Tuesday, April 13, 2010

Gig Report: Misfits Live di Jakarta

Setelah melewati antrian panjang sementara dua lagu sudah dimainkan semenjak kami di luar, kami akhirnya masuk ke dalam Dome. Langsung saja crew L@L tercerai berai. Old Skuller langsung merangsek ke depan, dan Hip Master memutari arena karena menemukan konser punk kali ini didatangi cukup banyak wanita yang biasanya tidak pernah muncul di konser lainnya. Sementara saya terjebak dengan memegang kamera Flip Video untuk mendokumentasikan beberapa lagu.

Kekhawatiran itu terjadi. Bukan rusuhnya konser punk, tapi sound yang bising. Pengalaman menonton band di Dome sebelumnya membuat kuping ini cukup sakit. Suara yang keluar didefinisikan sebagai bising, karena suara yang memantul.

Jerry Only yang seakan tidak peduli dengan kacaunya sound yang didengar penonton, terus ngebut menggeber lagu-lagunya. Seperti janjinya sebelumnya, lagu-lagu Misfits dari era klasik sampai yang lebih modern dibawakannya. Penonton yang tahu persis lagunya ikut menggoyangkan Dome, baik itu berasal dari album lama maupun terkini.

Sambil menampar bass yang berkepala tengkorak, Jerry terus menyanyi seperti sedang dikejar ratusan banteng marah di belakangnya. Dia tidak pernah melihat ke belakang, dan juga jarang menengok ke teman main di sampingnya. Komunikasi dengan penonton juga teramat minim. Paling dia hanya menyebutkan judul lagu dan kemudian lanjut bermain dan bernyanyi.

Dez Cadena yang memegang gitar baru mengambil posisi vokal kalau nomor dari Black Flag dimainkan. Walaupun juga tidak banyak bergerak seperti Jerry Only, tapi Dez lebih bergerak daripada Jerry. Di penghujung konser dia mendekat ke drum, dan itu adalah jarak paling jauh yang pernah dia lakukan di atas panggung.

Nomor-nomor yang ditunggu, seperti Death Comes Ripping, Die Die Die My Darling dan Green Hell disimpan di penutup acara. Selama hampir satu setengah jam, trio ini ngebut memuntahkan puluhan lagu yang saya juga sudah tidak peduli berapa banyak lagu mereka mainkan.

Item Tersimpan
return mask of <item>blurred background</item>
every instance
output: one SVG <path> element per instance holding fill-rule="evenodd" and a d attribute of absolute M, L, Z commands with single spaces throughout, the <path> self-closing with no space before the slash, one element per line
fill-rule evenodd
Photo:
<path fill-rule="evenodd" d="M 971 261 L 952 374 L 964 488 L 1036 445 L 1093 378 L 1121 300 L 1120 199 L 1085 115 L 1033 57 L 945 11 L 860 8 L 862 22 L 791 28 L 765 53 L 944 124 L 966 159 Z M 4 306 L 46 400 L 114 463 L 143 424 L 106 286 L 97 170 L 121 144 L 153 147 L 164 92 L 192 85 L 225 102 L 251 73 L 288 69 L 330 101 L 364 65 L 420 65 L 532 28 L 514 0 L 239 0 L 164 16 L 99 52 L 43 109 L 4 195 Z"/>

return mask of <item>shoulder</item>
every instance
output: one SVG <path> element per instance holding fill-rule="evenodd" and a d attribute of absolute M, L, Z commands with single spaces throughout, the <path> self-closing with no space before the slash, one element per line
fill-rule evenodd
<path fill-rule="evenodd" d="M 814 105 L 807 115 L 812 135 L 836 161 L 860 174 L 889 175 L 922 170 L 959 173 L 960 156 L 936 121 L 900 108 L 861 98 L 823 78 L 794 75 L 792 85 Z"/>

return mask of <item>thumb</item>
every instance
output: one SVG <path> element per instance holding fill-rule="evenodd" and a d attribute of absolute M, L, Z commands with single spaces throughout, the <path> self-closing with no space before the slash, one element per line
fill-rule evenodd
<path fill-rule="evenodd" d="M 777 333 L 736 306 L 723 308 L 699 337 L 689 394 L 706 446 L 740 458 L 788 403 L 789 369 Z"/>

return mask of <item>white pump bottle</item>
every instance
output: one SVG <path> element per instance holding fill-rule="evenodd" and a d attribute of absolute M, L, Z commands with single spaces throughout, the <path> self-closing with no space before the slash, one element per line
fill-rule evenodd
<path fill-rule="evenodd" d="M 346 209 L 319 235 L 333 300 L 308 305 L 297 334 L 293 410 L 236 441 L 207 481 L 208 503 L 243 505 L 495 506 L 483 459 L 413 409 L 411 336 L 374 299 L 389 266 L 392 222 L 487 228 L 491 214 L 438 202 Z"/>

Soal 1
Kutip persis bagian laporan konser Misfits yang dibuka dengan kata-kata "Dez Cadena yang" dan ditutup dengan "di atas panggung.".
Soal 2
Jawab pertanyaan berikut berdasarkan laporan konser Misfits:
(a) Berapa lama trio itu bermain?
(b) Kapan Dez Cadena mengambil posisi vokal?
(c) Bass seperti apa yang ditampar Jerry sambil bernyanyi?
Soal 3
Apakah pernyataan berikut sesuai dengan laporan konser Misfits? Jawab ya atau tidak, lalu kutip kata-kata penentunya.
(a) Jerry Only banyak berkomunikasi dengan penonton.
(b) Green Hell dibawakan di penutup acara.
(c) Penulis memegang kamera Flip Video untuk mendokumentasikan beberapa lagu.

Jawaban 1
Dez Cadena yang memegang gitar baru mengambil posisi vokal kalau nomor dari Black Flag dimainkan. Walaupun juga tidak banyak bergerak seperti Jerry Only, tapi Dez lebih bergerak daripada Jerry. Di penghujung konser dia mendekat ke drum, dan itu adalah jarak paling jauh yang pernah dia lakukan di atas panggung.

Jawaban 2
(a) Hampir satu setengah jam.
(b) Kalau nomor dari Black Flag dimainkan.
(c) Bass yang berkepala tengkorak.

Jawaban 3
(a) Tidak. "Komunikasi dengan penonton juga teramat minim."
(b) Ya. "Nomor-nomor yang ditunggu, seperti Death Comes Ripping, Die Die Die My Darling dan Green Hell disimpan di penutup acara."
(c) Ya. "Sementara saya terjebak dengan memegang kamera Flip Video untuk mendokumentasikan beberapa lagu."